Point annotation data:
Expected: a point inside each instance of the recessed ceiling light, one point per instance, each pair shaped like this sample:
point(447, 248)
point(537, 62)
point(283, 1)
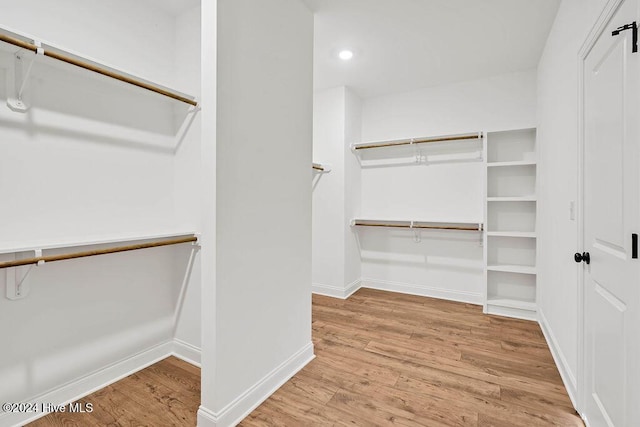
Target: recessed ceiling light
point(345, 55)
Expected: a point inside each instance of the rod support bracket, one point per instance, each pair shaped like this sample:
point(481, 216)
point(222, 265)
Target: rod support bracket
point(18, 79)
point(17, 278)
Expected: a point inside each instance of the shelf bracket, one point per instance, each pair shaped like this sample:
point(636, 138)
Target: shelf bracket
point(17, 278)
point(18, 79)
point(417, 237)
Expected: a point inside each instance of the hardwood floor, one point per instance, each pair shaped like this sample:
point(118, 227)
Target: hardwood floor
point(164, 394)
point(382, 359)
point(391, 359)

→ **Instructions for the task**
Render all of the data above as a Markdown table with the columns "Row" and "Line," giving each non-blank line its own numbered row. Leave the pictures out.

→ **Solution for this problem**
| Row | Line |
|---|---|
| 1 | Expected: a point inside each instance of the recessed ceiling light, one point per instance, each pair shaped like this sample: |
| 2 | point(447, 248) |
| 3 | point(537, 62) |
| 4 | point(283, 1) |
| 5 | Target: recessed ceiling light |
| 6 | point(345, 55) |
| 7 | Expected: a point inside each instance of the rod support bracket, one point per instance, each pair shaped like this sample: |
| 8 | point(481, 216) |
| 9 | point(222, 265) |
| 10 | Target: rod support bracket |
| 11 | point(18, 79) |
| 12 | point(17, 278) |
| 13 | Expected: a point inside each instance of the shelf bracket, one point per instance, each pair shaped like this sample: |
| 14 | point(636, 138) |
| 15 | Target: shelf bracket |
| 16 | point(17, 278) |
| 17 | point(18, 79) |
| 18 | point(417, 237) |
| 19 | Expected: a point inside each instance of the hardwood floor, one point per instance, each pair shaped like this sample: |
| 20 | point(118, 227) |
| 21 | Target: hardwood floor |
| 22 | point(164, 394) |
| 23 | point(382, 359) |
| 24 | point(391, 359) |